§ **Direction**
Take the lines from the one containing "For this challenge, identify the gray puffer" through the one containing "point(434, 230)", inclusive, and write them out again with "megaphone" changed to "bullhorn" and nothing else altered.

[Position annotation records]

◆ ◆ ◆ ◆

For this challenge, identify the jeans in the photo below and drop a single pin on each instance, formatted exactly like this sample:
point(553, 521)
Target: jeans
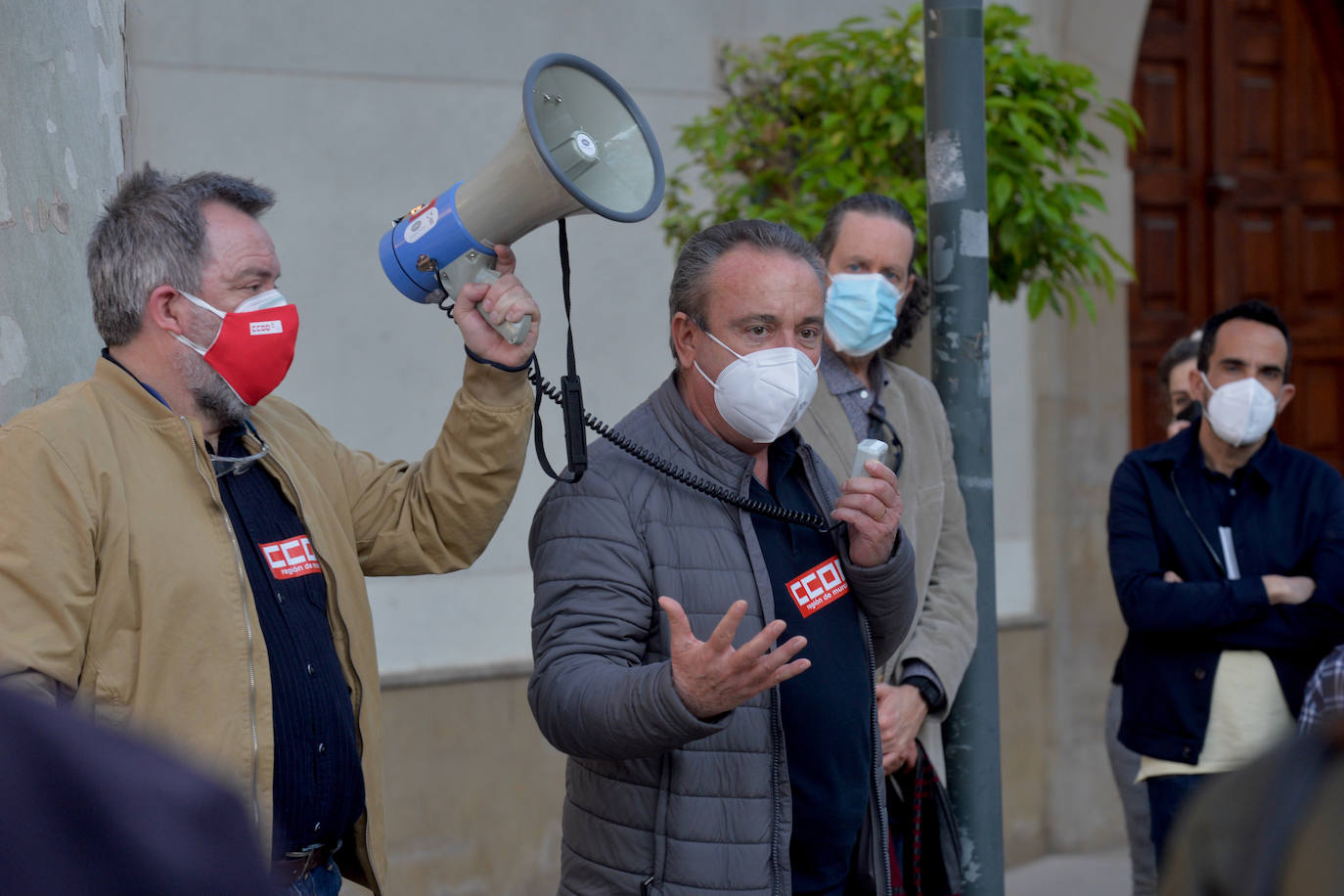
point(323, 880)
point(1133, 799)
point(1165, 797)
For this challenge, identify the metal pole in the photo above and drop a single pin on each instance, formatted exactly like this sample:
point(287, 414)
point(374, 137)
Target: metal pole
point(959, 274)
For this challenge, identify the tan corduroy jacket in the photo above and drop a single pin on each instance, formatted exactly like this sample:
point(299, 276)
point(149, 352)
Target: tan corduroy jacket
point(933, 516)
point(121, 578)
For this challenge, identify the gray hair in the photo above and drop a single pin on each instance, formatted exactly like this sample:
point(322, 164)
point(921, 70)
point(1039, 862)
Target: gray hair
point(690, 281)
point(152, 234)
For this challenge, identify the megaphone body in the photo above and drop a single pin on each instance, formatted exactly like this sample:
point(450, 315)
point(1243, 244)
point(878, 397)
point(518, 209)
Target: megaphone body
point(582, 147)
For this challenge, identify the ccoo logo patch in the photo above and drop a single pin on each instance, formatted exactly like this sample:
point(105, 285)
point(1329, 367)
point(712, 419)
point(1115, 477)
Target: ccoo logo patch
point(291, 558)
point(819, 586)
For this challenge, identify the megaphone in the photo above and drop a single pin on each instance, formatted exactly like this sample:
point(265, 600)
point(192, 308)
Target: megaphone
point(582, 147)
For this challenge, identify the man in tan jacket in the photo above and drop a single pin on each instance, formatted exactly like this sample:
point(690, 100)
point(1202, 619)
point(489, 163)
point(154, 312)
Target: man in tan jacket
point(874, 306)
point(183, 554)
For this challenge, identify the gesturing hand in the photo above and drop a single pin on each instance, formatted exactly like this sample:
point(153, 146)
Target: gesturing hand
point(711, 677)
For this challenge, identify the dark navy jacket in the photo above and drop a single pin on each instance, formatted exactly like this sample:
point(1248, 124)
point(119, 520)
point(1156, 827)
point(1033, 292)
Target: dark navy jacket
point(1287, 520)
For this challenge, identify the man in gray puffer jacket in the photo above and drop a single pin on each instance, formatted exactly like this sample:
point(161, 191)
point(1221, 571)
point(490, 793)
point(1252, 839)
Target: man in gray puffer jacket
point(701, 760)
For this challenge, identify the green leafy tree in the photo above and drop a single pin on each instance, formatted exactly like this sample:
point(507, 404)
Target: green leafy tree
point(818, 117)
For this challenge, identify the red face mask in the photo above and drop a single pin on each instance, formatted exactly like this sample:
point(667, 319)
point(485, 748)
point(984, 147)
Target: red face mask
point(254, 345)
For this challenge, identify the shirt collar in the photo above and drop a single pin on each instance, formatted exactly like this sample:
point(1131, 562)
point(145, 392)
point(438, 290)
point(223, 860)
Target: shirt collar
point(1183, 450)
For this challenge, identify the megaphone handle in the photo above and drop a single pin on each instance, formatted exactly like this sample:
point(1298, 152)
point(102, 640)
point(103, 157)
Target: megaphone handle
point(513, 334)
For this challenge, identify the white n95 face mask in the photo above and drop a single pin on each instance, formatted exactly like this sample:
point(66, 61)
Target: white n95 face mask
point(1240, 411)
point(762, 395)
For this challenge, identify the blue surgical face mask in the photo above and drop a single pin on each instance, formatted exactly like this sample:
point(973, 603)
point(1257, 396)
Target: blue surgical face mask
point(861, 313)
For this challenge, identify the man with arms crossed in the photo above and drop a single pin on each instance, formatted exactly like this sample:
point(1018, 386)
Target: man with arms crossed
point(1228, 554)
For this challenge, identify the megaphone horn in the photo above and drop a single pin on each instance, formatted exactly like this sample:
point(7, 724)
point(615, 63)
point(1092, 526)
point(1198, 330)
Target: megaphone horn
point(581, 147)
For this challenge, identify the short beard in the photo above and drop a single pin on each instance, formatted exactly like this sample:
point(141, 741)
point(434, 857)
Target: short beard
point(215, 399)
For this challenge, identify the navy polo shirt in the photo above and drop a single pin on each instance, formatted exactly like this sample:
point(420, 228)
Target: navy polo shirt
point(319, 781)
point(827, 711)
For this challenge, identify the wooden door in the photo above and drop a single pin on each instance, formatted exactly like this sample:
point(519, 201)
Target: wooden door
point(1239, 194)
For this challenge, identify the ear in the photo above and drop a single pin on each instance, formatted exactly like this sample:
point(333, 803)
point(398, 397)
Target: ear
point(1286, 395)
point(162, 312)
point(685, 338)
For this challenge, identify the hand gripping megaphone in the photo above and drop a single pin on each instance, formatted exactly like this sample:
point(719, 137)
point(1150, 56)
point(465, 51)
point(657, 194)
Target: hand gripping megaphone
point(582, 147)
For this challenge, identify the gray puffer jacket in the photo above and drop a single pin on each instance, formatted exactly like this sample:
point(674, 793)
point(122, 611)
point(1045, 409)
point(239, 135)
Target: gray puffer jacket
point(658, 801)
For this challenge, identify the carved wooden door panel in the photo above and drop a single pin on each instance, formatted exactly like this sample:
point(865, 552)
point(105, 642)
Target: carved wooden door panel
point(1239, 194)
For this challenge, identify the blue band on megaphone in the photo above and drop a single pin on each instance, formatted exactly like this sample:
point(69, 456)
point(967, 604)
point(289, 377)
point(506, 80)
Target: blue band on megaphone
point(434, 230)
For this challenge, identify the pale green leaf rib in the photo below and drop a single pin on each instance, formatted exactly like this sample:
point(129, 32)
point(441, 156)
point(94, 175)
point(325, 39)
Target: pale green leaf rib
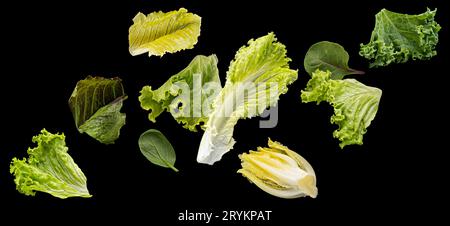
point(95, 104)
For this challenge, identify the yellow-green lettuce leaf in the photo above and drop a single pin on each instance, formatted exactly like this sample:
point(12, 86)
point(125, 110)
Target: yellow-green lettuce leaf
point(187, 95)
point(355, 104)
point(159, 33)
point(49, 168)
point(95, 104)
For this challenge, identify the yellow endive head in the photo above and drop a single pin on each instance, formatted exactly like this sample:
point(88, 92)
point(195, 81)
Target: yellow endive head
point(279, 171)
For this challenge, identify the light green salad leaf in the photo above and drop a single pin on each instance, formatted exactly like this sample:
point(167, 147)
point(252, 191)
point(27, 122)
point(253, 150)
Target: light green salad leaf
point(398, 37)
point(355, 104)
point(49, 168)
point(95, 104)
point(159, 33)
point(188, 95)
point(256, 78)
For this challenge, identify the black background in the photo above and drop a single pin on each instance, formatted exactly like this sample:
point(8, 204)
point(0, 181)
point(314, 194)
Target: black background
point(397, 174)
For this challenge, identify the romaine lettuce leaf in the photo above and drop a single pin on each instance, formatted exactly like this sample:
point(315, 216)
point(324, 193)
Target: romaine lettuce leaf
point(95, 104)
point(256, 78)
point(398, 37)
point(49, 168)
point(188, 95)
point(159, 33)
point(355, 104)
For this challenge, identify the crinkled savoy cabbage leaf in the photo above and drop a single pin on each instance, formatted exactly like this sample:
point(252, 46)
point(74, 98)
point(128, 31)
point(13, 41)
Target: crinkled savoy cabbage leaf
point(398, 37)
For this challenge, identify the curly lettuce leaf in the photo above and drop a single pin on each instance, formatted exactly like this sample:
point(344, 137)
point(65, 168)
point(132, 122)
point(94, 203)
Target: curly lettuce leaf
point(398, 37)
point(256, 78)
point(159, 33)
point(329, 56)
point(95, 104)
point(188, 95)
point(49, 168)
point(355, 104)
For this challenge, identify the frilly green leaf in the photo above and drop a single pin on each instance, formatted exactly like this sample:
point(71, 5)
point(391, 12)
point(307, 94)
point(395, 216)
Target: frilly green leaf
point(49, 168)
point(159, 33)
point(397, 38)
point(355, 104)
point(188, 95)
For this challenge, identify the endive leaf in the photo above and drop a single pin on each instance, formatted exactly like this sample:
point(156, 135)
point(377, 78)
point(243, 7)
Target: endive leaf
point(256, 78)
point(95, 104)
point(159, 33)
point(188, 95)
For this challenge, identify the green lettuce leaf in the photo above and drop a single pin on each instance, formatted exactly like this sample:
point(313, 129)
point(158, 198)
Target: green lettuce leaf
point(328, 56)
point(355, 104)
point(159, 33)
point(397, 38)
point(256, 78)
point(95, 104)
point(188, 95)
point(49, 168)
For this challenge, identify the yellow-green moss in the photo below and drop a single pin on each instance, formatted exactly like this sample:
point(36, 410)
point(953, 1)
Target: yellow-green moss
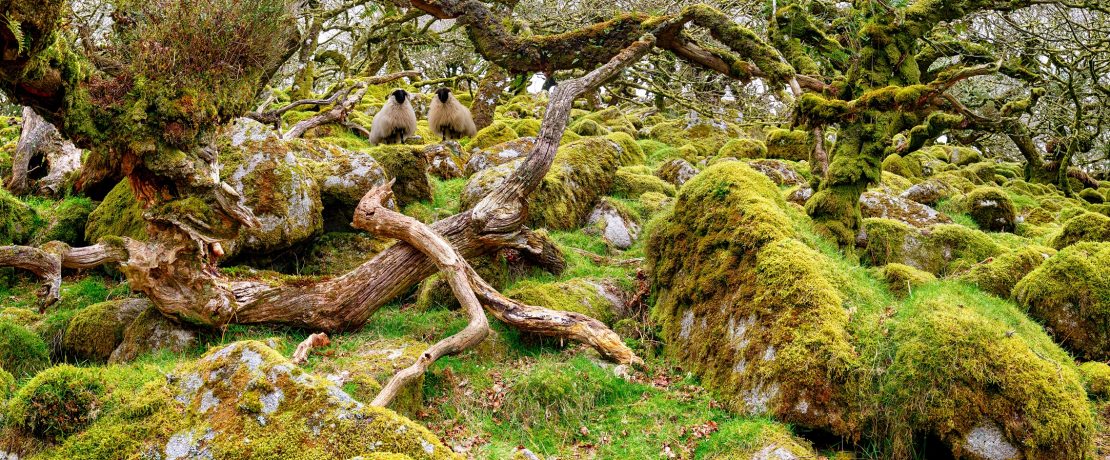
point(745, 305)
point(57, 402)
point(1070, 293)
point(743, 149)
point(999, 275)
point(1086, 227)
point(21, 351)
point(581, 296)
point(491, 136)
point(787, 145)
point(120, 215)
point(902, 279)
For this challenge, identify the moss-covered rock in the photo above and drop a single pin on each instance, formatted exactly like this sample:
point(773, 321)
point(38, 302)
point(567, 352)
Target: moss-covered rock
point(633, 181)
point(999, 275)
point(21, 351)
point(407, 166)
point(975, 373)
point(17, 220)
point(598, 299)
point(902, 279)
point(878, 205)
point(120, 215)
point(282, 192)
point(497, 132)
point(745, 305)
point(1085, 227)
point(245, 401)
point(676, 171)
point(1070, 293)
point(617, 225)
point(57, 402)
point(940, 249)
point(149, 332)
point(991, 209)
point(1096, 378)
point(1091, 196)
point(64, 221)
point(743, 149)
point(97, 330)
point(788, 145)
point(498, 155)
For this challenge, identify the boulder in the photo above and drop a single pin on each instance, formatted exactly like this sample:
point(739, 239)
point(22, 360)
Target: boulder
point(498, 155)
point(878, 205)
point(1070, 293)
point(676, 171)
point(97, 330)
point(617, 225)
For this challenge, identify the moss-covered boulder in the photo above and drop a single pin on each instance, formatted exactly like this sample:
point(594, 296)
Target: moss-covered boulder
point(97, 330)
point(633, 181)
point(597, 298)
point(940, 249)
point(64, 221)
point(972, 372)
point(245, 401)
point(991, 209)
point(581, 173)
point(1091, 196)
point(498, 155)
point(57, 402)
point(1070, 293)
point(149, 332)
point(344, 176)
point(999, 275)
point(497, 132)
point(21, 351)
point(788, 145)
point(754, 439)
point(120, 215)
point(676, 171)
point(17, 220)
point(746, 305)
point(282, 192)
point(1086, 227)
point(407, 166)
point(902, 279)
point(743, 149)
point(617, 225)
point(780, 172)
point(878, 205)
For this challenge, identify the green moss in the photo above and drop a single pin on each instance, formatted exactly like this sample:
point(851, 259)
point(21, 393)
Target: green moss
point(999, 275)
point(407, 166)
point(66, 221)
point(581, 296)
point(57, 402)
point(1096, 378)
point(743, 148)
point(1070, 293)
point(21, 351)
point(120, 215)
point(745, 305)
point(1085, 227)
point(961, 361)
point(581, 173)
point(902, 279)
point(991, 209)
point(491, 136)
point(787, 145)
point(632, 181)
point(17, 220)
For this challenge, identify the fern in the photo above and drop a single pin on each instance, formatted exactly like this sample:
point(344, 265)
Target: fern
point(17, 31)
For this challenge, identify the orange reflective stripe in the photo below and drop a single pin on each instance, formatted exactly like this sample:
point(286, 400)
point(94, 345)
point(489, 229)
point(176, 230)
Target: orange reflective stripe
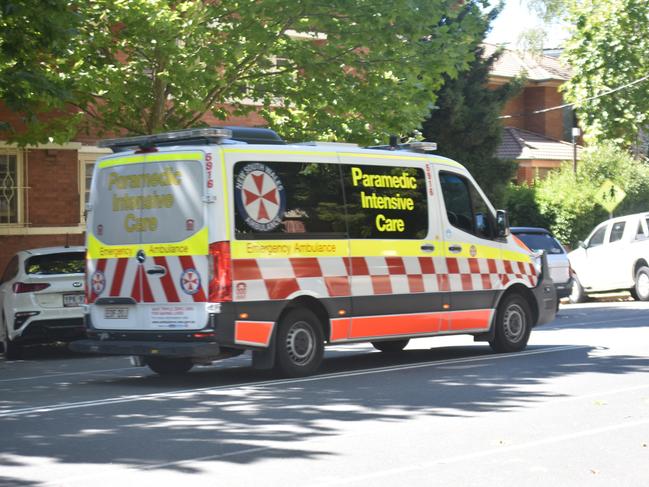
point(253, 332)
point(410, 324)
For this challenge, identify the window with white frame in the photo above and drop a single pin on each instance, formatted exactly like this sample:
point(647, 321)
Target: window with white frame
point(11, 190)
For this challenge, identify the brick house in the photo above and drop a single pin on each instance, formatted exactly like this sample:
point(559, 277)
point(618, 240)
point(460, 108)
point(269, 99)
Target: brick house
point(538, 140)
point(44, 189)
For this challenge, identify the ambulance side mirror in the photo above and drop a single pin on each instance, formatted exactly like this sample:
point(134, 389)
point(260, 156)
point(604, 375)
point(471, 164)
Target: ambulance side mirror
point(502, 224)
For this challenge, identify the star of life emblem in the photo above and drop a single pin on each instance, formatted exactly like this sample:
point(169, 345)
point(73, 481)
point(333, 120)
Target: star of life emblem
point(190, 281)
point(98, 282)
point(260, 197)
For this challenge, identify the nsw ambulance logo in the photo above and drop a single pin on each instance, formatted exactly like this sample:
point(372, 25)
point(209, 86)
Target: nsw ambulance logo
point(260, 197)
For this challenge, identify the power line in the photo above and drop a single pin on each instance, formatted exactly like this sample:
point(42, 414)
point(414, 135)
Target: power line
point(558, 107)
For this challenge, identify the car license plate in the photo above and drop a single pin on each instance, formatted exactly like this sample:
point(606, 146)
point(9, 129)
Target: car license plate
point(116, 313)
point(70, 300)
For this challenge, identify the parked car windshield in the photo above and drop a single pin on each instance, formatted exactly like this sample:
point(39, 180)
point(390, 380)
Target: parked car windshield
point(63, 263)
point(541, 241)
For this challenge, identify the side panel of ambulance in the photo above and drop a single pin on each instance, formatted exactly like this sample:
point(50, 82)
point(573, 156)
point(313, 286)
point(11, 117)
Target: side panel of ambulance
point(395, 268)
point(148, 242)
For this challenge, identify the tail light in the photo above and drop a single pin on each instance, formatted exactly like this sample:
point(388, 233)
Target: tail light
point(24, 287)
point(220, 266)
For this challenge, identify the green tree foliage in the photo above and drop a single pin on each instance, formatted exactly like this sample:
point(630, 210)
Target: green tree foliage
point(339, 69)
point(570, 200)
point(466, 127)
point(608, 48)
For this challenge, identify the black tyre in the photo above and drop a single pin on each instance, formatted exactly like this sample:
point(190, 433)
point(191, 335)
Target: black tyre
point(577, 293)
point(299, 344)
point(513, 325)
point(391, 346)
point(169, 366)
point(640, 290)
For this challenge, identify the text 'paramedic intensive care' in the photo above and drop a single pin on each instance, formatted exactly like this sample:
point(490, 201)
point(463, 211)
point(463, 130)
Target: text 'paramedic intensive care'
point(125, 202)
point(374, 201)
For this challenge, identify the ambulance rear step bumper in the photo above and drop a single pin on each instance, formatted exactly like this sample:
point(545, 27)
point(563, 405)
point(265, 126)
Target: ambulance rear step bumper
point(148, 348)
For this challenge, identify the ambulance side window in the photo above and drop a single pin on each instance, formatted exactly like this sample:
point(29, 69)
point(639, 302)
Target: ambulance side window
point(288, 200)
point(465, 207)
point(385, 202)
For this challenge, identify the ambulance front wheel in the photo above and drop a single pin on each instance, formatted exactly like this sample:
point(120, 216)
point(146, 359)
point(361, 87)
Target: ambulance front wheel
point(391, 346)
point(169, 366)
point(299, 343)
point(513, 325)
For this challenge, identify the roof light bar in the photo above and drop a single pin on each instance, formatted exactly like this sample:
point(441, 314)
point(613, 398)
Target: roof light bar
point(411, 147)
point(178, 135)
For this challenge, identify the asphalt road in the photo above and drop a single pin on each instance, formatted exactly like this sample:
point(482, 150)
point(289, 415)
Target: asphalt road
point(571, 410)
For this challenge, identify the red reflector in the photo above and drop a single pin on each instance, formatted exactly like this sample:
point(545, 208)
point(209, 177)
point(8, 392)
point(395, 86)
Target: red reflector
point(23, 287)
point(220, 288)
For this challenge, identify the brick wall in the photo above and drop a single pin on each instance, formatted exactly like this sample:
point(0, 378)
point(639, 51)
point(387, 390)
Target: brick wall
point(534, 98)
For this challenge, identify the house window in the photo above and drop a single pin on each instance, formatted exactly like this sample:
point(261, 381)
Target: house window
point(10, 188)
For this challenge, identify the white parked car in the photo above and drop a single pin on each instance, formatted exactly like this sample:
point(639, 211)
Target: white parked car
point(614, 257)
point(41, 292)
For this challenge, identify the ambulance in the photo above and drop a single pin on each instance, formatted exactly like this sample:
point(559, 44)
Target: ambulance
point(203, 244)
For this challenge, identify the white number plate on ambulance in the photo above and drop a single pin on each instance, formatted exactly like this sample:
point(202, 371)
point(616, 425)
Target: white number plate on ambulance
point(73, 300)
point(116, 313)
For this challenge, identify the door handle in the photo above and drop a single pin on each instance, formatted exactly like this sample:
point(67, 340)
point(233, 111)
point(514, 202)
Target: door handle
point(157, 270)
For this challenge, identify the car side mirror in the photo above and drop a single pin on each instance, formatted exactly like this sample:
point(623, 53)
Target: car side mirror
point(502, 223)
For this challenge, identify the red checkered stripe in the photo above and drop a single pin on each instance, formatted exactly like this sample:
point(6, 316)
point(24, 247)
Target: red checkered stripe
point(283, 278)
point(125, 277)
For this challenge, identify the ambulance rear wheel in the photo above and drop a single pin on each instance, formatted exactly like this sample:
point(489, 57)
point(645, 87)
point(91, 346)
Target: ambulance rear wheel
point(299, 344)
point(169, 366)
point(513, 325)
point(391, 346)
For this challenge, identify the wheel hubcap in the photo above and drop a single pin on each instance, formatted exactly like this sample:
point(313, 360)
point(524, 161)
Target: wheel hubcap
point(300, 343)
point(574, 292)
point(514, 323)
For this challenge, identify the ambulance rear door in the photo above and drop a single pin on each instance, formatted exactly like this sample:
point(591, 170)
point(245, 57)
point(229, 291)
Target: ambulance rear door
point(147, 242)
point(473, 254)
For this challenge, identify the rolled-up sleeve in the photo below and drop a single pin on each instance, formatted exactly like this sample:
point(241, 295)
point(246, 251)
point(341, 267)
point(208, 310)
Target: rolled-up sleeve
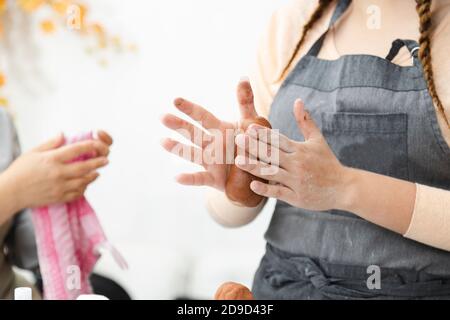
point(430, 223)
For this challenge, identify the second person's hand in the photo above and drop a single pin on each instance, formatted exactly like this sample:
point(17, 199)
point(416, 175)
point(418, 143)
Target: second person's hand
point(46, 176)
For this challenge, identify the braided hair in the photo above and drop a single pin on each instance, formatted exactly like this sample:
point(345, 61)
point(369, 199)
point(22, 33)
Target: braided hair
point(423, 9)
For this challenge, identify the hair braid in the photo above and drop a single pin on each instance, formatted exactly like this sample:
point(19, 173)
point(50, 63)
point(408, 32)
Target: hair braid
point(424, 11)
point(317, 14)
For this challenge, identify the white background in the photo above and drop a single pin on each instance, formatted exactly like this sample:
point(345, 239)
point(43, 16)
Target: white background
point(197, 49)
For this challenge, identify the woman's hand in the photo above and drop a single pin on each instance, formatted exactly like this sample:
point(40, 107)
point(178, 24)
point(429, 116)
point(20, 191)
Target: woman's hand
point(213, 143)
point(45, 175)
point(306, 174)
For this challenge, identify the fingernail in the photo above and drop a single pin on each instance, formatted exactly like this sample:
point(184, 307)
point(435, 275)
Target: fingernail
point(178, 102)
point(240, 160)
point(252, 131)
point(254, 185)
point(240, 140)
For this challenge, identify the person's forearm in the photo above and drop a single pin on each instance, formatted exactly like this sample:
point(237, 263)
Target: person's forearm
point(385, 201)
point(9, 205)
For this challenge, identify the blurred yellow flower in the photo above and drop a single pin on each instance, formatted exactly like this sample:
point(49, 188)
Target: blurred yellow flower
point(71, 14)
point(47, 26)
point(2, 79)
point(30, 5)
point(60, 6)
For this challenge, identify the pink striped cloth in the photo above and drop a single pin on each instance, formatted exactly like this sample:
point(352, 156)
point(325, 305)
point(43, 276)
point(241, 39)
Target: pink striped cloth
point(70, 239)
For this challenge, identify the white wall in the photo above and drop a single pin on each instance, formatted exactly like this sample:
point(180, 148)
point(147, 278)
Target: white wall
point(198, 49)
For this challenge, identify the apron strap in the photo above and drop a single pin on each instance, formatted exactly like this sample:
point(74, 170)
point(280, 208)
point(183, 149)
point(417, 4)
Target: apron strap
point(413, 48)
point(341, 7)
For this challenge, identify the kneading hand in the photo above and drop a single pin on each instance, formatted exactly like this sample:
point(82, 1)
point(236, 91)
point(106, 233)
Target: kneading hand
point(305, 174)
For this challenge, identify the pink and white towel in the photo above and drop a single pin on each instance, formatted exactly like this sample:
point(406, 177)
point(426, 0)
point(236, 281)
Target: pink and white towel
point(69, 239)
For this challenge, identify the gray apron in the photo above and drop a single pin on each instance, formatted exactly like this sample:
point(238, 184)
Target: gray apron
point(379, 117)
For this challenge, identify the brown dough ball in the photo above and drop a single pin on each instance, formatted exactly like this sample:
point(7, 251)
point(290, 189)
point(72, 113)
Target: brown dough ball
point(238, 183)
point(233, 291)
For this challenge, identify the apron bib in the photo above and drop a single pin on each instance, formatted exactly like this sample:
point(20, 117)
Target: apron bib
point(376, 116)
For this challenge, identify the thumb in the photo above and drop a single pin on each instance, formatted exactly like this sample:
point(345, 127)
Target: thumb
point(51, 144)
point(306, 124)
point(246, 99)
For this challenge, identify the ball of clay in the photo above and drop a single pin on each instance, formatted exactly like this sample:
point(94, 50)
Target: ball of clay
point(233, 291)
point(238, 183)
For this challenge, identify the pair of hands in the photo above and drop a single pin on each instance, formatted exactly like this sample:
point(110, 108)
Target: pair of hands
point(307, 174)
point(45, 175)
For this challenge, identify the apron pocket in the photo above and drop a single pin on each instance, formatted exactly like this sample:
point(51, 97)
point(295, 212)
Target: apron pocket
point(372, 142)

◆ ◆ ◆ ◆

§ **Worked answer**
For this challenge, identify the gray puffer jacket in the photo above and drop a single pin on each instance, formatted exactly like this sample:
point(674, 793)
point(122, 611)
point(1045, 409)
point(239, 135)
Target: gray puffer jacket
point(658, 801)
For this challenge, identify the carved wooden door panel in the photo above and drop a single pin on each instance, formatted exactly like this sample:
point(865, 552)
point(105, 642)
Target: carved wooden door panel
point(1239, 194)
For this challenge, identify the blue band on bullhorn in the photo above and drop a single pin on each instance, formatted exactly like this sample:
point(69, 456)
point(967, 604)
point(289, 377)
point(506, 80)
Target: blue band on bullhorn
point(434, 230)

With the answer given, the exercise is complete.